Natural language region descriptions
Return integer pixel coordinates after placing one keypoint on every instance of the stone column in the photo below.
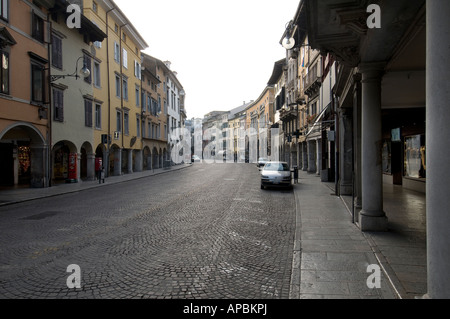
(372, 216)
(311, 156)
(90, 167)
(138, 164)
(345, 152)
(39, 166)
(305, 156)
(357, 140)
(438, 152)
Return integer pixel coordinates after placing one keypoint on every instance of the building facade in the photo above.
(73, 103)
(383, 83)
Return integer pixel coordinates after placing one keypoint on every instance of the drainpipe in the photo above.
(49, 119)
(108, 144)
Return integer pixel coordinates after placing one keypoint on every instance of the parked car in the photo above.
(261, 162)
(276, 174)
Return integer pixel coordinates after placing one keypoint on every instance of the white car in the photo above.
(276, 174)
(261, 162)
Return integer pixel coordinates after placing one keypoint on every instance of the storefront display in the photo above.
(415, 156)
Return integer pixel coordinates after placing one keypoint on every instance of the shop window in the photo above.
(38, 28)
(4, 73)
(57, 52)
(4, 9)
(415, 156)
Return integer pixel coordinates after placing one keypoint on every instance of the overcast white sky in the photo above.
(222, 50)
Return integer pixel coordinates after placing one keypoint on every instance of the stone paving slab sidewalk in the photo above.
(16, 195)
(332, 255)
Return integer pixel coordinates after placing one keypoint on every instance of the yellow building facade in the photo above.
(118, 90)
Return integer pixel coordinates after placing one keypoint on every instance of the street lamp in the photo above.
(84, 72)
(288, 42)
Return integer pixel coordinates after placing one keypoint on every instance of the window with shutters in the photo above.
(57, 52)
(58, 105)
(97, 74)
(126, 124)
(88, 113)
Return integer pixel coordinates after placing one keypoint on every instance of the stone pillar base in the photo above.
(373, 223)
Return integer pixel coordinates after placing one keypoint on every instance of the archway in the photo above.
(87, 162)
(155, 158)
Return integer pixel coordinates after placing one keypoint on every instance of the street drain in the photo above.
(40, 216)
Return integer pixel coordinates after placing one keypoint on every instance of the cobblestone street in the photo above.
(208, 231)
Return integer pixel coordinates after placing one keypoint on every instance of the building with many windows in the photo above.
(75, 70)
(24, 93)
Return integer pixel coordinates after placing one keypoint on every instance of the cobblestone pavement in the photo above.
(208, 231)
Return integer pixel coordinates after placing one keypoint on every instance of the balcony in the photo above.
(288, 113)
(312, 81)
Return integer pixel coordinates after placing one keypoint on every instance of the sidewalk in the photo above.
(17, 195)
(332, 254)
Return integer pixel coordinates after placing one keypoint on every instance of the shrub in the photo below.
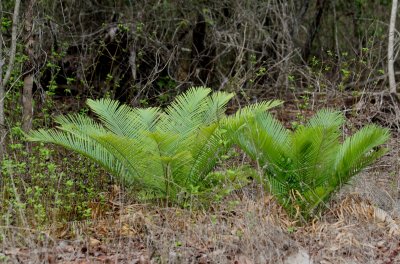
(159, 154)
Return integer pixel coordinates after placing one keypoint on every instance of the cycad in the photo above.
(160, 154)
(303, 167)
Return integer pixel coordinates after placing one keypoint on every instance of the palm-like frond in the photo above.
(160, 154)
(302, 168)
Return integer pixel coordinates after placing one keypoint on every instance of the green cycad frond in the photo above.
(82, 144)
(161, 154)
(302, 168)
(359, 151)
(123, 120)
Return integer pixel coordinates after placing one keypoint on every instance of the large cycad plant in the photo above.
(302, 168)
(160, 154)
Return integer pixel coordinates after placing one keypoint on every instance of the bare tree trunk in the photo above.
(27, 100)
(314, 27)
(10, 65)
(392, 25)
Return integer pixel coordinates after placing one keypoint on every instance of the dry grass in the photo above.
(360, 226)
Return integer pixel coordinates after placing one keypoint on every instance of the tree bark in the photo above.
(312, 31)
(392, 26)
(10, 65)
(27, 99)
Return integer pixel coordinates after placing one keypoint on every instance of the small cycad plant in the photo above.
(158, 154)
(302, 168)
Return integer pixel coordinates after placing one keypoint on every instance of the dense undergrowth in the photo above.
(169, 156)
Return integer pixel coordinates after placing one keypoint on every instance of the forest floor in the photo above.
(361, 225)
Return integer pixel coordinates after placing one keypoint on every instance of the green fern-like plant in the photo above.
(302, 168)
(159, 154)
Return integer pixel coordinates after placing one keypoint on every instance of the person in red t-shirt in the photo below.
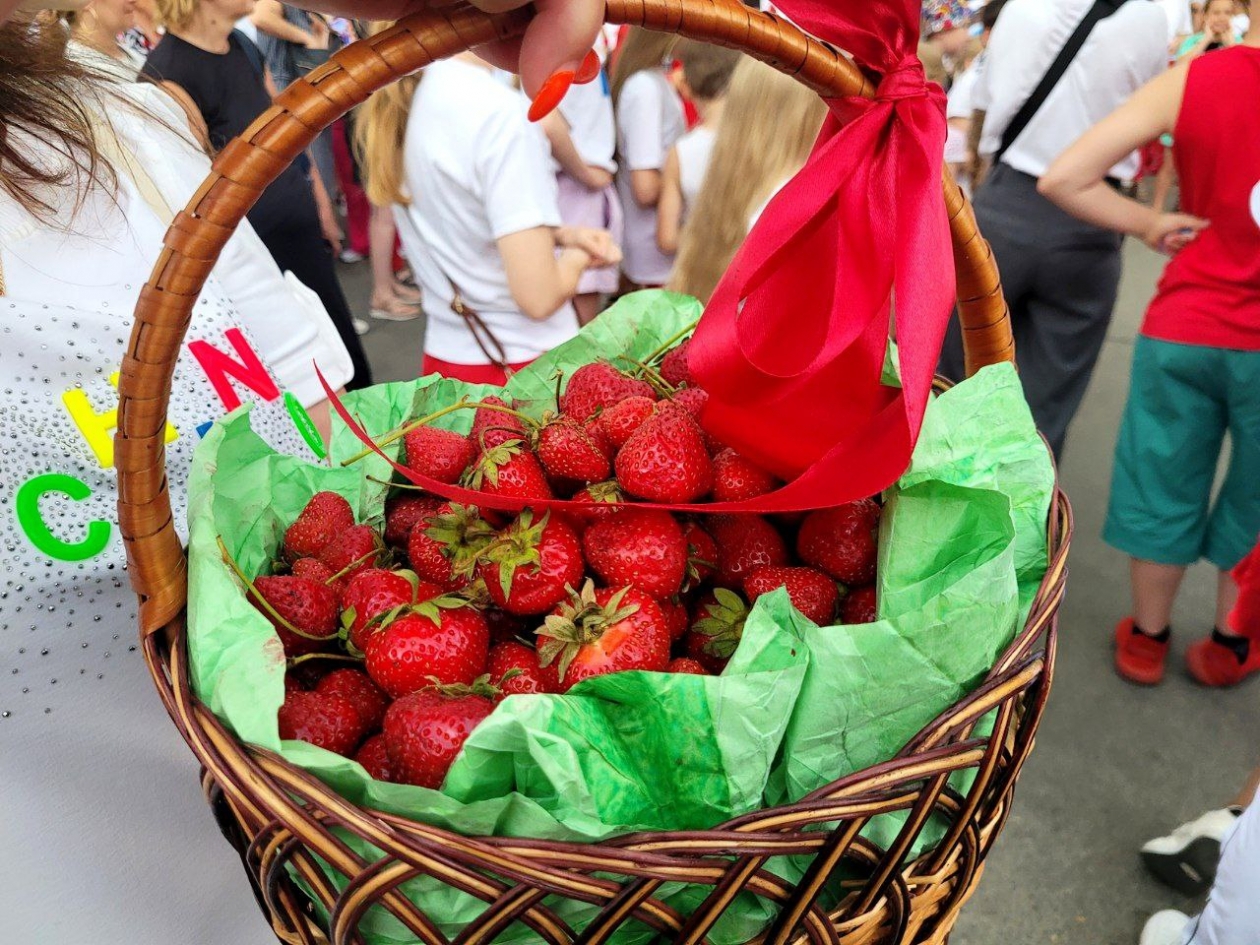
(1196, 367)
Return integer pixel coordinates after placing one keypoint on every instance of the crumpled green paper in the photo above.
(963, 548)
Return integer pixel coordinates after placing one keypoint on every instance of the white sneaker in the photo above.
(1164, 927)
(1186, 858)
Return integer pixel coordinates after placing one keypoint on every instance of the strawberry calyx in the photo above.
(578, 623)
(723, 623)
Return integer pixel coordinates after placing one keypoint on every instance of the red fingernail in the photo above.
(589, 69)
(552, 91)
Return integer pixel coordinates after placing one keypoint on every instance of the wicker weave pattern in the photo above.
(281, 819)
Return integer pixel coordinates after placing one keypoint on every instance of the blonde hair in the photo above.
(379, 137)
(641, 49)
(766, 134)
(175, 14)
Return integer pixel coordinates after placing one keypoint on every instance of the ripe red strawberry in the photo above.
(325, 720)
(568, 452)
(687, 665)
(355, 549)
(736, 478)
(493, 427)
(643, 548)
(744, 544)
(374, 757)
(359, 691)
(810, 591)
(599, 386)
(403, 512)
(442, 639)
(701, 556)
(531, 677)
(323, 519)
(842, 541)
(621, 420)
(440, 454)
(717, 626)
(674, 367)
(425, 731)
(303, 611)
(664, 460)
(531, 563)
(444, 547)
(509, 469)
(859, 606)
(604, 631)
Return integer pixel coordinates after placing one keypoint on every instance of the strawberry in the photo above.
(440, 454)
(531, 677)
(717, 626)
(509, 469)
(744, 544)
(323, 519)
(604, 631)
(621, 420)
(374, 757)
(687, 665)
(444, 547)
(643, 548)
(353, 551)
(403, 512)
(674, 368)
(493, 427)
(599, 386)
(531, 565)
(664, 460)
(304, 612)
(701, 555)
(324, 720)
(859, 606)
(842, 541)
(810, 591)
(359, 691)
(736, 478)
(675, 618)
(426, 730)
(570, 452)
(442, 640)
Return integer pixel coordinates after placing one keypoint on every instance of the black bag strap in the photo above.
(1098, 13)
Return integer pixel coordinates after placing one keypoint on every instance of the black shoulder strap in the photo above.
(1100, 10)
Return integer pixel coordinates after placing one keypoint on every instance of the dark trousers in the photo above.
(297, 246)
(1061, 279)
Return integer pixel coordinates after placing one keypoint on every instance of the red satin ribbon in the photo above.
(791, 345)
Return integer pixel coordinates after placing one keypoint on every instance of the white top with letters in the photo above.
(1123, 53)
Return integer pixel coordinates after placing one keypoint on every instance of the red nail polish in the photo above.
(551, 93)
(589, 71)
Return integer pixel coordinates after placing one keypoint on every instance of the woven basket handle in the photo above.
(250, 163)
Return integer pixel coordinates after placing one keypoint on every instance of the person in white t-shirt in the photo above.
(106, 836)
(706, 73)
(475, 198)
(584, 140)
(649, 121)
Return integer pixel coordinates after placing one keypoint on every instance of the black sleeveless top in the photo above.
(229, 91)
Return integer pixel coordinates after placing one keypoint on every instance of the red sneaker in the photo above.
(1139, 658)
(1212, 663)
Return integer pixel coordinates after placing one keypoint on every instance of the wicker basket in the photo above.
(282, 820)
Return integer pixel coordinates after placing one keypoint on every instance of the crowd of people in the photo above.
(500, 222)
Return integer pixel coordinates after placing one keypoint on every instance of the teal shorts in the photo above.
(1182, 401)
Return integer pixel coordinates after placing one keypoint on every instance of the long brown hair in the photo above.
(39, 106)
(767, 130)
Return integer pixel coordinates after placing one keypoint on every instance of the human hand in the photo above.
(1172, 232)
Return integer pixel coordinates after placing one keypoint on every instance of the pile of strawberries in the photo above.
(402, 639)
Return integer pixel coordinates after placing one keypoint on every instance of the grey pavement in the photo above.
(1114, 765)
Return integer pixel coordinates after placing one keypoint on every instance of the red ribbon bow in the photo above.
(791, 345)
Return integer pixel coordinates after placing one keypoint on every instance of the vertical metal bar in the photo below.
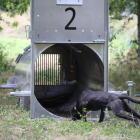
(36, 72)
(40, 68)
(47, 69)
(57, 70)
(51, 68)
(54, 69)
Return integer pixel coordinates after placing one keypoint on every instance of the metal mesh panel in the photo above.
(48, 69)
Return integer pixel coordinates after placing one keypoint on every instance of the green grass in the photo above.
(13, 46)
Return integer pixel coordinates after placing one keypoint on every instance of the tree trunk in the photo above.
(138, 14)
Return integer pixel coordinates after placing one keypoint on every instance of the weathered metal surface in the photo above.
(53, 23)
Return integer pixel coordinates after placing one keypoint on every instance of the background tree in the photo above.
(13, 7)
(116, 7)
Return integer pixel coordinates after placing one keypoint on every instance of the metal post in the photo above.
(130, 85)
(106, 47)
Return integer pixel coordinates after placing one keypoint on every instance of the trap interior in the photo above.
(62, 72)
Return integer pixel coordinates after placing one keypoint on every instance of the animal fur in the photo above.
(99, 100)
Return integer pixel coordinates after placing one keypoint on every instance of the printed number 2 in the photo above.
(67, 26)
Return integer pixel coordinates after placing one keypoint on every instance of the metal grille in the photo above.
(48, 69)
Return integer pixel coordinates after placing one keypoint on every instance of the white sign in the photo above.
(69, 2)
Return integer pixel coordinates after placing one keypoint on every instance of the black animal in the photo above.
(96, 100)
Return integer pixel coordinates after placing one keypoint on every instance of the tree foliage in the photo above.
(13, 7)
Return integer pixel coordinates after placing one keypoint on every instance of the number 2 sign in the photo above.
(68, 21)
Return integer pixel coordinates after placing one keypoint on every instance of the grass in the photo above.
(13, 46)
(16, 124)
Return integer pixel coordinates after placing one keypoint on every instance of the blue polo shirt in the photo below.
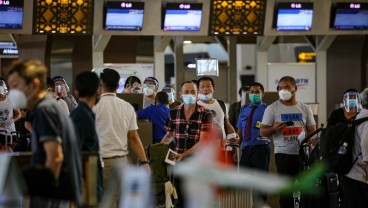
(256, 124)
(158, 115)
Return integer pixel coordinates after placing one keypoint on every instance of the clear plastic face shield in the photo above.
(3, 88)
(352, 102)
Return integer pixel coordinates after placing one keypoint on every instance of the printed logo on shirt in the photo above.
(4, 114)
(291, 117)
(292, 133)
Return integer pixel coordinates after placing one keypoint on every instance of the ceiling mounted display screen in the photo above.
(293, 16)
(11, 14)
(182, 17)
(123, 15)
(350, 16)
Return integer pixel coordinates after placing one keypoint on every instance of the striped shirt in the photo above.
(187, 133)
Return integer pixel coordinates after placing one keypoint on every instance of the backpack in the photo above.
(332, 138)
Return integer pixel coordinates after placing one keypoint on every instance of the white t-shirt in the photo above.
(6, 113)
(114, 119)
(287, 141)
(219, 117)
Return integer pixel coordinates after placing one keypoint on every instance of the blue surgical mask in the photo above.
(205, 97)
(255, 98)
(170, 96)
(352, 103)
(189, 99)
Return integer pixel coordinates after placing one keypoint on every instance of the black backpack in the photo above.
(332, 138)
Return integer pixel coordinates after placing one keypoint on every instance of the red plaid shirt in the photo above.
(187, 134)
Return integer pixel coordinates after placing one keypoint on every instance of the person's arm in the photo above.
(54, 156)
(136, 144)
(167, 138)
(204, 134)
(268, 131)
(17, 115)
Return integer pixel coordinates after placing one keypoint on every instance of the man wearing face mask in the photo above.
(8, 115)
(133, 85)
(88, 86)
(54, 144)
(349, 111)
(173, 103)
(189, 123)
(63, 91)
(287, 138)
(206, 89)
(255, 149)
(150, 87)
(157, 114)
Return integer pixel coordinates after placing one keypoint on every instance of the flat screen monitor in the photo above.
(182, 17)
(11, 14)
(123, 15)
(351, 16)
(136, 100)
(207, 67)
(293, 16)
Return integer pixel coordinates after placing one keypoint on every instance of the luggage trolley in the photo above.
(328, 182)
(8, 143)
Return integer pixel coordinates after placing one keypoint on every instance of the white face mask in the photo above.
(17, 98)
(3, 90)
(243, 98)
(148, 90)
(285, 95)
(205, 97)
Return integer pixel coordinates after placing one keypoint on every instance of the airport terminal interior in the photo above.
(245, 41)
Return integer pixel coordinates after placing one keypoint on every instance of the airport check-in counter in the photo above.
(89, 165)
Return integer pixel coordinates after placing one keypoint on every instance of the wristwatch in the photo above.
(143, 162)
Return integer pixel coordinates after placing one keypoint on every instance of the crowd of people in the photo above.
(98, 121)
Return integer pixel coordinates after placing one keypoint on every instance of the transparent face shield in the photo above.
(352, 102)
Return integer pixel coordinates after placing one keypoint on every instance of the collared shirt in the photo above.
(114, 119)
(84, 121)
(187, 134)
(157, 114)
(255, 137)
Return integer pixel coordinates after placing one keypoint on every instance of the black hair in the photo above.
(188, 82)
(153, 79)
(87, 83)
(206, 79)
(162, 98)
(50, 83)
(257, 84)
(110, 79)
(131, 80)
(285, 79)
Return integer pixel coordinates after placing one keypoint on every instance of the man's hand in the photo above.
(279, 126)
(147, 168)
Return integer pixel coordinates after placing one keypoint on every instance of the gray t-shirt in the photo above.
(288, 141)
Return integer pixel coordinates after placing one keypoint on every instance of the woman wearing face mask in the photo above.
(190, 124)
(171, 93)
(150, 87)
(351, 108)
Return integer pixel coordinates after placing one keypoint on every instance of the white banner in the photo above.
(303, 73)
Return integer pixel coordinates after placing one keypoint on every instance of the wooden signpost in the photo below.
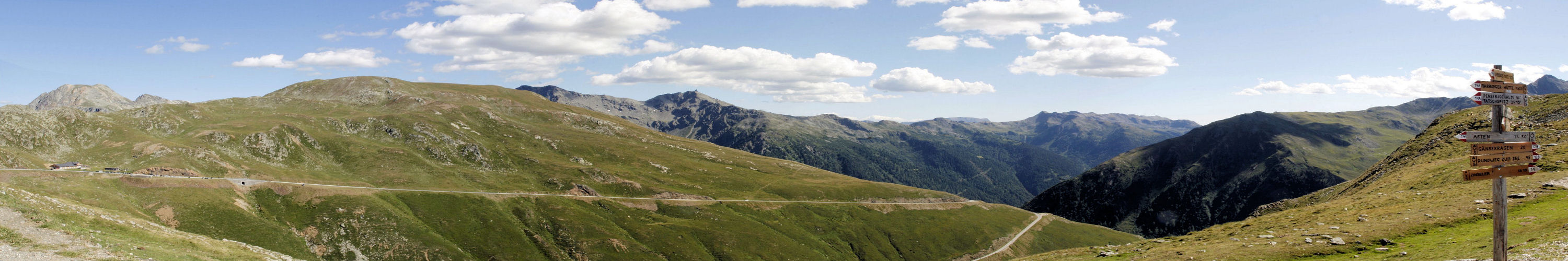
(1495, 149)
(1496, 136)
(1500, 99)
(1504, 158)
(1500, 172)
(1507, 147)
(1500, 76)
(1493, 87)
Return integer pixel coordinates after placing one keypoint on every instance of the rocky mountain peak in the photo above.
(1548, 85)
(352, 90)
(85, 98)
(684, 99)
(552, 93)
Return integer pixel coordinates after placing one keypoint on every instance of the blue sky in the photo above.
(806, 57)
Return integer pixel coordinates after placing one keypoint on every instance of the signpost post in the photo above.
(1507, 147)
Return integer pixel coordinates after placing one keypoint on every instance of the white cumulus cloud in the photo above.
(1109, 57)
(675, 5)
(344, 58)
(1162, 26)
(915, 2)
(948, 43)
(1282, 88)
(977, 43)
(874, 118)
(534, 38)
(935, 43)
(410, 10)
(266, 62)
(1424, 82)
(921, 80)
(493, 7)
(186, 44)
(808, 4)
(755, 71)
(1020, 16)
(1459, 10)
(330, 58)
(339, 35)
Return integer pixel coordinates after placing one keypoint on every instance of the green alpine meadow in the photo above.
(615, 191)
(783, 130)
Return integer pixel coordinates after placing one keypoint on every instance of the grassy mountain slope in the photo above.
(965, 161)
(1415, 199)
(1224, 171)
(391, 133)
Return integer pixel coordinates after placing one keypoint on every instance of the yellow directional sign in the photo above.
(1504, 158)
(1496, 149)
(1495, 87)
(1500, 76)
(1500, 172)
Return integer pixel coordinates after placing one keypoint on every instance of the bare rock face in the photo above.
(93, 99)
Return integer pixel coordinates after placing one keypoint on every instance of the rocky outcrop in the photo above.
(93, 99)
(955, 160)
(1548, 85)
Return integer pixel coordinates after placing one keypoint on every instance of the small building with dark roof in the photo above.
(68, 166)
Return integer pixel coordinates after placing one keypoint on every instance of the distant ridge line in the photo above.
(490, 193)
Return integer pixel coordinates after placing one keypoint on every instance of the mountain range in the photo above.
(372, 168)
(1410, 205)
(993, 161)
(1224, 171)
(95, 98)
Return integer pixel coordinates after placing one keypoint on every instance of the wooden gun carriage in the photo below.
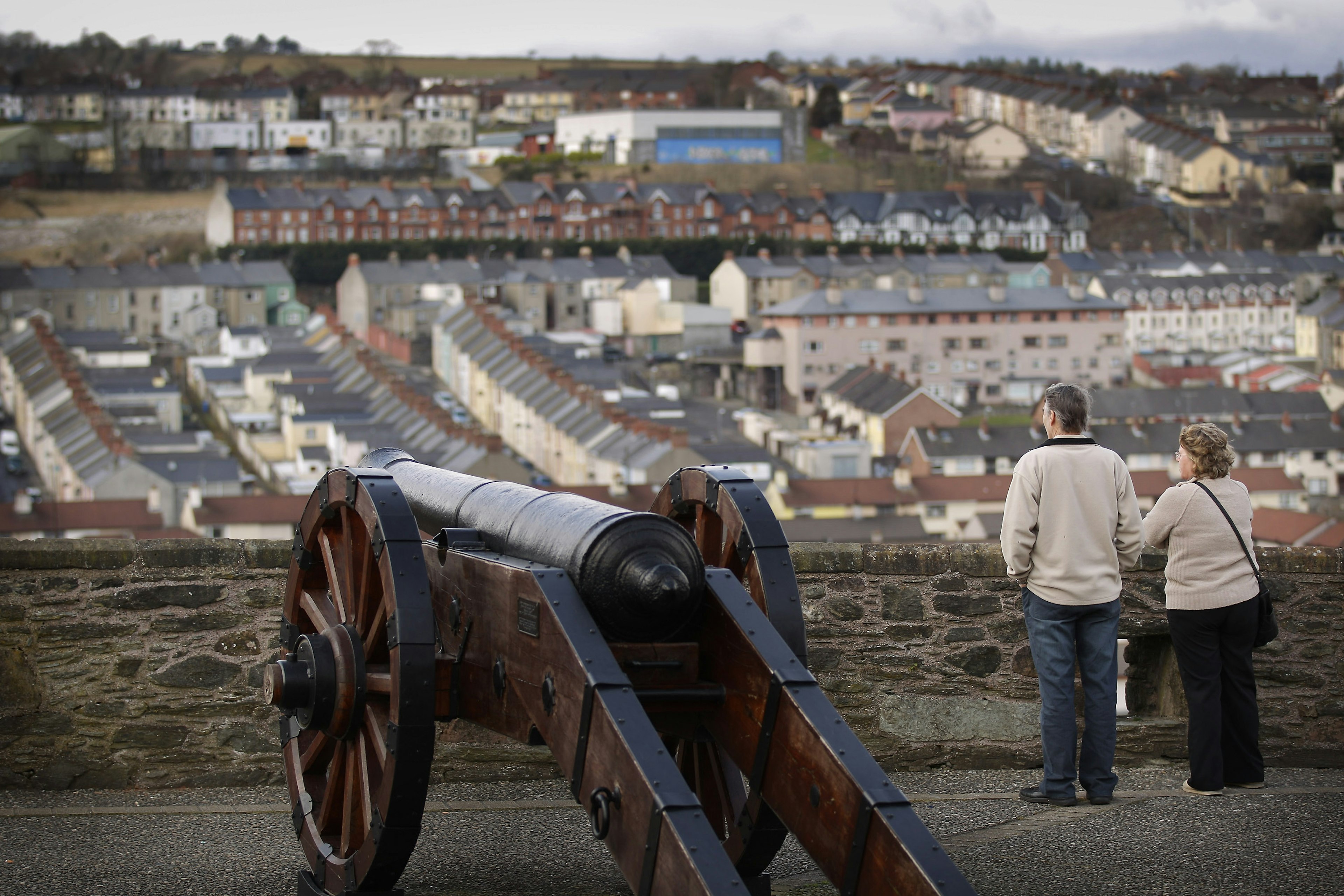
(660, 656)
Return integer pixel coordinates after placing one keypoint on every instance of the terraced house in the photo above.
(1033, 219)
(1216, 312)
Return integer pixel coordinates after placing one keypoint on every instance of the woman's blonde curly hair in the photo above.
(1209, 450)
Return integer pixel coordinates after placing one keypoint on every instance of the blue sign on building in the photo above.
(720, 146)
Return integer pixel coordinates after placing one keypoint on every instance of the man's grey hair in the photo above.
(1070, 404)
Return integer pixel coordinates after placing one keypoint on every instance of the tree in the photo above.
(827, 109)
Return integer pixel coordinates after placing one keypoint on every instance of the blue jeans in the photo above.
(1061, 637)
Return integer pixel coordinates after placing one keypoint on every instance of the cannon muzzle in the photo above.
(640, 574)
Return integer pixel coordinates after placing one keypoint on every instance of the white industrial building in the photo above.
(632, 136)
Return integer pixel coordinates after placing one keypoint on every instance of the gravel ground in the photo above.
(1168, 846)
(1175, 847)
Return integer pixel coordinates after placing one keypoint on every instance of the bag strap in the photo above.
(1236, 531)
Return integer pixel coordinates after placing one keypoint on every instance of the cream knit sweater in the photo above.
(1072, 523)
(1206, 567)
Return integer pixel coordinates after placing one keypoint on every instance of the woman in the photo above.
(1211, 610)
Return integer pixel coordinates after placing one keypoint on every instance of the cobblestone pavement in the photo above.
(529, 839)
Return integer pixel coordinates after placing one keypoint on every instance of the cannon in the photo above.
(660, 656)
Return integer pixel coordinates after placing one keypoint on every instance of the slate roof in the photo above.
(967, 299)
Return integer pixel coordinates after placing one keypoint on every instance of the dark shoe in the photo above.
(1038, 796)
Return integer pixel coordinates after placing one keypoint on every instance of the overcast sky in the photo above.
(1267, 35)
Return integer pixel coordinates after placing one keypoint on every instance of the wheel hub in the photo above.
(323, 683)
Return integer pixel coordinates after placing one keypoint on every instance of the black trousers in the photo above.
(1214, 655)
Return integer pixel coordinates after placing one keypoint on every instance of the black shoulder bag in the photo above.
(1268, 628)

▶ **TASK BRIEF**: Output must be limited to the lines beginning with the one that contains "slate roof in the photo above." and ending with the last line of the entries, reproduced exactly.

▶ **EXERCISE ANSWER**:
Return integer pixel coordinates after placing one keypoint on every instance of the slate roof in the photo above.
(967, 299)
Return integer pixel coordinates after placing one keypoint on every instance of the dark shoe in the photo above.
(1038, 796)
Return integer pixel coordinates after placing one keypoint on every instance of the overcast sky in the photo above.
(1267, 35)
Return integer pixel coordinates after placing one keypoint on every instance of the wheel hub in the photo above.
(323, 683)
Return integer pixel coordinates after placing one keypoint on every instance of the black trousers in the photo above.
(1214, 655)
Return integer pixel coordinates after placing one keypoint on every instance of the black shoulder bag in the photo above.
(1268, 628)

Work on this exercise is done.